TASK GOAL: Continue the blog post about the sign language interpreter at the Mandela funeral, picking up after its final sentence.
* Start DOCUMENT EXCERPT *
Thursday, December 12, 2013
A babbling tower of sign language
I'd like to see a picture of a deaf delegation at the Mandela funeral all simultaneously scratching their heads, which I guess is sign language for, “WTF?”
The episode makes me wish I was young and feckless enough to go to loud dance clubs where I predict some version of Thamsanqa Jantjie’s fluid yet robotic moves will sweep the nation.
To me, it’s the greatest impostor performance since Lt. Frank Drebin of “Police Squad!” pretended to be both a Major League Baseball umpire and opera tenor Enrico Palazzo during the Los Angeles Dodgers game where Reggie Jackson tried to assassinate Queen Elizabeth.
So an addled man with a history of violence spends an hour on stage 36 inches from the leader of the free world and infuriates the global deaf community by signing incomprehensible gibberish.
And they call that news.
And, yes, that’s an even more obscure “Naked Gun” reference. There’s just something about the whole kerfuffle that reminds me of classic screwball comedy.
* End DOCUMENT EXCERPT *
* Start STORED DATA *
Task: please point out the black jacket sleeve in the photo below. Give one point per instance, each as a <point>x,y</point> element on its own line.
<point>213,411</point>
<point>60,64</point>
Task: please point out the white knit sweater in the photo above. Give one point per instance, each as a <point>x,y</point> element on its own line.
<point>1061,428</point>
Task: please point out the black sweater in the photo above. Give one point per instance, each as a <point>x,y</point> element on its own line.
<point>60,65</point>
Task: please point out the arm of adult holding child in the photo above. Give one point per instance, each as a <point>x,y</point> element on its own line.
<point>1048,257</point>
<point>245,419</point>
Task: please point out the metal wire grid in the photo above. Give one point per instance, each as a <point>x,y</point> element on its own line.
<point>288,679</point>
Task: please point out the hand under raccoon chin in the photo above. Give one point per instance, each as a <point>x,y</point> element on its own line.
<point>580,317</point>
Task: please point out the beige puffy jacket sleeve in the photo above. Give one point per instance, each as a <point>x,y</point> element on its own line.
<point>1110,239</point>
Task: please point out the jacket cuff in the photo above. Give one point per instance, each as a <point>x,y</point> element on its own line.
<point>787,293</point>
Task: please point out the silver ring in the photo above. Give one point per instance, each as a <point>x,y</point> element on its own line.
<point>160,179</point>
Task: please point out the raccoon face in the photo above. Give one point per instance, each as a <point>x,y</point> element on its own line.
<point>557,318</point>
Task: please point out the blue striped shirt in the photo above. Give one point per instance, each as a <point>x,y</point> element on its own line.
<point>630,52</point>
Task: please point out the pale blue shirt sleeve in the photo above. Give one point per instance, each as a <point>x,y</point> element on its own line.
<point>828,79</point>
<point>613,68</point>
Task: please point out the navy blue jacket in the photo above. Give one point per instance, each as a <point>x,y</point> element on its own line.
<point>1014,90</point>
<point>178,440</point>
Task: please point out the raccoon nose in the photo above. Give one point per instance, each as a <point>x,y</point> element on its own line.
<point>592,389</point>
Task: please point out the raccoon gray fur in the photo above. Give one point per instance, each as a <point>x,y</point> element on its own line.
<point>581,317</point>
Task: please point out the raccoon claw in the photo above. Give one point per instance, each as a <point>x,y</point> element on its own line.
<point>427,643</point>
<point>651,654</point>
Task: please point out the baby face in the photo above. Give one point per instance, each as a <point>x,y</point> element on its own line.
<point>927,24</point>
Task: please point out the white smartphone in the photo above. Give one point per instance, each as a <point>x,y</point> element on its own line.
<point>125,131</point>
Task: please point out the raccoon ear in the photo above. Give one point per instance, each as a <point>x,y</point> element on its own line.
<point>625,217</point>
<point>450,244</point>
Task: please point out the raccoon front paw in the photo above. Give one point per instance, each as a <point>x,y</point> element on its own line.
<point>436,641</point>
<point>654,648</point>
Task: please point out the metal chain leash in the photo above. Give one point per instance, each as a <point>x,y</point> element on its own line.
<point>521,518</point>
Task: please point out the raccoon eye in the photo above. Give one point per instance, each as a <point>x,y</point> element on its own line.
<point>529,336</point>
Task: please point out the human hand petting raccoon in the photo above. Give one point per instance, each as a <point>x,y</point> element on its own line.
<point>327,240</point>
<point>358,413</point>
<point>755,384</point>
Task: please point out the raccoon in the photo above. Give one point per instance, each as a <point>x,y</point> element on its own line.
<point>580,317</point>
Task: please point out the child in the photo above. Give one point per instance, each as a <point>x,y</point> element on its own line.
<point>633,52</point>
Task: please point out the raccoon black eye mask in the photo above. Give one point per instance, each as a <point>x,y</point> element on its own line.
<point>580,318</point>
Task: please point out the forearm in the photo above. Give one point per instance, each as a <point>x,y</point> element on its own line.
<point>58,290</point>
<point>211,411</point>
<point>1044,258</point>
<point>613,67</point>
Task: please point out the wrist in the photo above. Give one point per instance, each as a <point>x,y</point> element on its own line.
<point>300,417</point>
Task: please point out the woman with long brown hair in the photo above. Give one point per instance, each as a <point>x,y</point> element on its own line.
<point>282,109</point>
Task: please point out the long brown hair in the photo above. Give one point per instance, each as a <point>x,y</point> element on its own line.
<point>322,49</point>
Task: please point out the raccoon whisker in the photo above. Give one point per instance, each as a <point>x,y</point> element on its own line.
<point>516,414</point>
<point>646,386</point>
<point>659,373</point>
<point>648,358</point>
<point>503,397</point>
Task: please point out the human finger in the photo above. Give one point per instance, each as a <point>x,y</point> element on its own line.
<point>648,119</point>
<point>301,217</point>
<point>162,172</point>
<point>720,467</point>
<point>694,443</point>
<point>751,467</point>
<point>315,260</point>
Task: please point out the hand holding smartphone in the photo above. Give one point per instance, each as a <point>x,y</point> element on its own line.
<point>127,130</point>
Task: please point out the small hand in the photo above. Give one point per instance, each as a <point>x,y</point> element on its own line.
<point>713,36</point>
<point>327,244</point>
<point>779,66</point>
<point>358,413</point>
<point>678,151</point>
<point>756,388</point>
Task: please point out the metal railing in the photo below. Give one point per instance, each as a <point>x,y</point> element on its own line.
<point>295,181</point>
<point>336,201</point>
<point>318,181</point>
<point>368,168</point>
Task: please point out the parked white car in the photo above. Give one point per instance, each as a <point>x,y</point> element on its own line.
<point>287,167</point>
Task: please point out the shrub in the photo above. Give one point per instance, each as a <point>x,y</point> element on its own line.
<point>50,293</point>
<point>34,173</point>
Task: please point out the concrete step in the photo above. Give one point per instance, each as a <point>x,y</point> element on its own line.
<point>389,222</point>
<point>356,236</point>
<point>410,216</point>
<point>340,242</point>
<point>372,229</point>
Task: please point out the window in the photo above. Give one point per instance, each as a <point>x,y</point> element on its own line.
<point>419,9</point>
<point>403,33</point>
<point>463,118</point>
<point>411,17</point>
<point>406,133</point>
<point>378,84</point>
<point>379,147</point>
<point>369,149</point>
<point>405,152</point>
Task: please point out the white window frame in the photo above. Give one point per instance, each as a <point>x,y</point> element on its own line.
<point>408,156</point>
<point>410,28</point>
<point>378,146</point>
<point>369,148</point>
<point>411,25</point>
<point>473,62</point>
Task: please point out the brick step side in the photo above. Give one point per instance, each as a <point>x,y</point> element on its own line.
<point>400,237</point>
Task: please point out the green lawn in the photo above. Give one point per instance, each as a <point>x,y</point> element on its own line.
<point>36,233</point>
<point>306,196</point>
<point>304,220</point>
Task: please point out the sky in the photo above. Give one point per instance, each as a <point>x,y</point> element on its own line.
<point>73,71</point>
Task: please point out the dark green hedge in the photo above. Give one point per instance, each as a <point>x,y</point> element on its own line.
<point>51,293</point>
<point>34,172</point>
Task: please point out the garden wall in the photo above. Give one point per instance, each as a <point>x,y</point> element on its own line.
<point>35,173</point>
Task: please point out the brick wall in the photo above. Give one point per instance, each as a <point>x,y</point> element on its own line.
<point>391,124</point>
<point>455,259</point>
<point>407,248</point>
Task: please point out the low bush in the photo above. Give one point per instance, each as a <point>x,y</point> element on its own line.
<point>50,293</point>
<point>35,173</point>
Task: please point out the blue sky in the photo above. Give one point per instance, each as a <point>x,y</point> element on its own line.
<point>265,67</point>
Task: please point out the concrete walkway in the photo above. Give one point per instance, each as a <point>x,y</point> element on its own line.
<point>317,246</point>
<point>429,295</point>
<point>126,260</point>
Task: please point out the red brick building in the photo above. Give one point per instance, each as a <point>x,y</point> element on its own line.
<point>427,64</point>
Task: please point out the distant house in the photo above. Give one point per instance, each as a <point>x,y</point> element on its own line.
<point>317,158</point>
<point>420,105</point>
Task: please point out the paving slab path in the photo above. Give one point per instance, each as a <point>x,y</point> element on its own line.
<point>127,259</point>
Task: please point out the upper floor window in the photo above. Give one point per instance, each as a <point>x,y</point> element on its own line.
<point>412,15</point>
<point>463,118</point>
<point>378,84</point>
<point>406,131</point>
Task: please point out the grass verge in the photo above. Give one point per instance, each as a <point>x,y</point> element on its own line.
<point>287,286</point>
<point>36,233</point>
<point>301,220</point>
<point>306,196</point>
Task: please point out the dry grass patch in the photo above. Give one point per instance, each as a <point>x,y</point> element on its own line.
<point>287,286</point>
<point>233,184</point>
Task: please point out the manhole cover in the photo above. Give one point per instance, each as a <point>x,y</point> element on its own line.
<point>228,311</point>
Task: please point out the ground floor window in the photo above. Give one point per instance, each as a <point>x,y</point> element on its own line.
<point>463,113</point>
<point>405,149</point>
* End STORED DATA *
ANSWER FOR THE TASK:
As a adult who’s for more than 20 years has pretended to be a wage-earning journalist, I find much to admire about Jantjie’s performance. When I first learned of the alleged deception, I wondered if he did it on a dare.
Or maybe the real interpreter got bumped unconscious and one of the funeral organizers -- and let’s not forget this was at a funeral (a funeral!) -- ran in and said, “Quick, we need someone who knows sign language! Can anyone help us?”
Maybe Jantjie slugged down a shot of courage, stood up and said, “I’m your guy!” To emphasize his point, he maybe made Hercules arms and pounded on his chest the way I do when I want to signal competence.
To those of us who are ignorant of sign language, he looked perfectly expert.
Of course, what the hell do I know? To me all sign language looks similar to what I see Pittsburgh Pirate third base coach Nick Leyva doing moments before Andrew McCutcheon tries to steal second.
In fact, modern sign language is an art that’s been around for more than 400 years and involves nearly as many dialects as spoken communication. Effective signers augment their motions with expressive facial and spoken recitations to assist interpretation, a telltale oversight by the impostor.
For all his wild gesticulating, he appeared as facially stoic as a man waiting for a bus.
Of course, Jantjie is sticking to his guns. He’s maintaining he is a bona fide sign interpreter.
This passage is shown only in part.